-- Begin --
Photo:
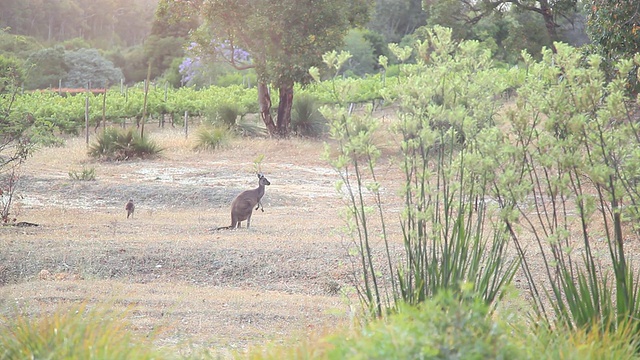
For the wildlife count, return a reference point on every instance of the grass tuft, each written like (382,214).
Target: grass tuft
(71,333)
(118,144)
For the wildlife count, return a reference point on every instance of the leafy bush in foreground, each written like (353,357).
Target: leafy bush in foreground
(117,144)
(74,333)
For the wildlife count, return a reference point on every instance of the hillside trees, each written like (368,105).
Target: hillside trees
(614,27)
(169,32)
(78,68)
(107,23)
(458,14)
(282,40)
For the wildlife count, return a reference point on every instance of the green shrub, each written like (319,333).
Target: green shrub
(74,333)
(225,114)
(306,120)
(118,144)
(211,138)
(443,327)
(582,343)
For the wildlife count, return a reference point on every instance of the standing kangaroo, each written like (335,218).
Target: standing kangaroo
(242,205)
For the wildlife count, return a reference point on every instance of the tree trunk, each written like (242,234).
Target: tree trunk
(284,109)
(264,99)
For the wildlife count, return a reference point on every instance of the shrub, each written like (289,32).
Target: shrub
(211,138)
(306,120)
(443,327)
(117,144)
(225,114)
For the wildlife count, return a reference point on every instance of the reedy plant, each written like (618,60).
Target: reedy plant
(449,236)
(564,178)
(444,221)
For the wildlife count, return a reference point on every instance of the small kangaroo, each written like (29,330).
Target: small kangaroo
(242,205)
(130,208)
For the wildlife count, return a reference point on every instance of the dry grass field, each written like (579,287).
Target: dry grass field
(179,280)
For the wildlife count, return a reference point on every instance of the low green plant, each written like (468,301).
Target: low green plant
(614,342)
(120,144)
(446,326)
(72,333)
(86,174)
(212,137)
(225,114)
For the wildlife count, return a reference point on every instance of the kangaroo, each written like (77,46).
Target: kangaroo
(242,205)
(130,208)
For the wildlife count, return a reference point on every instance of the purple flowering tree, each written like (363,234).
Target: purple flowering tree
(281,40)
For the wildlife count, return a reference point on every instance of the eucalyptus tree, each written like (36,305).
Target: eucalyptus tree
(280,40)
(614,27)
(472,11)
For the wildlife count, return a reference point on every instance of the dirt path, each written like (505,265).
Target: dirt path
(286,276)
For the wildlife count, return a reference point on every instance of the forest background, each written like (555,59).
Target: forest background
(117,40)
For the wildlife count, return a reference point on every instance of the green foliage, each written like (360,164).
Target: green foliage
(11,73)
(444,228)
(613,343)
(120,144)
(83,175)
(362,59)
(225,114)
(306,120)
(104,23)
(46,68)
(442,328)
(75,333)
(614,27)
(212,137)
(88,66)
(573,146)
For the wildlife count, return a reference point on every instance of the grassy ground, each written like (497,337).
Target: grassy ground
(181,281)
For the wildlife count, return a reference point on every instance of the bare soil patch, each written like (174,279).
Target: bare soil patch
(188,285)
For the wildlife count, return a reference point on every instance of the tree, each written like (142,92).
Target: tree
(282,39)
(87,66)
(394,19)
(46,68)
(471,11)
(614,27)
(15,137)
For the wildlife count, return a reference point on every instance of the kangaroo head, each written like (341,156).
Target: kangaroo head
(263,180)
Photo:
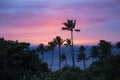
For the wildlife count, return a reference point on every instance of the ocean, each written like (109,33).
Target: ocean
(66,51)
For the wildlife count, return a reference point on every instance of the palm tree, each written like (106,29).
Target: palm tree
(117,45)
(3,52)
(52,46)
(68,43)
(63,58)
(69,26)
(94,52)
(42,48)
(105,48)
(81,55)
(59,41)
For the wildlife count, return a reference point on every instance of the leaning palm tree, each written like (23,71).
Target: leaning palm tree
(105,49)
(63,58)
(52,46)
(81,55)
(95,52)
(3,52)
(117,45)
(69,26)
(42,48)
(59,41)
(68,43)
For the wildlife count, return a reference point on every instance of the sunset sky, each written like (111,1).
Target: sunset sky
(39,21)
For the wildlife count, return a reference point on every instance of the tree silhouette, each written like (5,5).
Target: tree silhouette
(3,53)
(94,52)
(68,43)
(69,26)
(81,55)
(117,45)
(63,58)
(52,46)
(59,41)
(105,48)
(42,48)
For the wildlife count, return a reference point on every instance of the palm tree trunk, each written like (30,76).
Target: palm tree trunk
(66,62)
(52,60)
(42,56)
(84,64)
(73,61)
(59,57)
(4,66)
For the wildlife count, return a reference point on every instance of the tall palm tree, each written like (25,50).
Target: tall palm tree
(117,45)
(3,52)
(42,48)
(94,52)
(59,41)
(69,26)
(105,48)
(63,58)
(52,46)
(81,55)
(68,43)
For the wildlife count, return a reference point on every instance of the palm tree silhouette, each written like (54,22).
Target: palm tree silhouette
(68,43)
(52,46)
(69,26)
(105,48)
(81,55)
(59,41)
(117,45)
(3,52)
(63,58)
(42,48)
(94,52)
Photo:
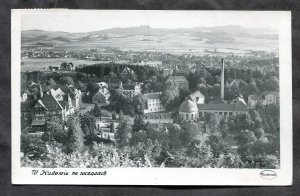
-- End --
## INSTRUCTION
How many lines in the records above contain the word "background"? Reply with the number alone.

## CORRECT RESULT
2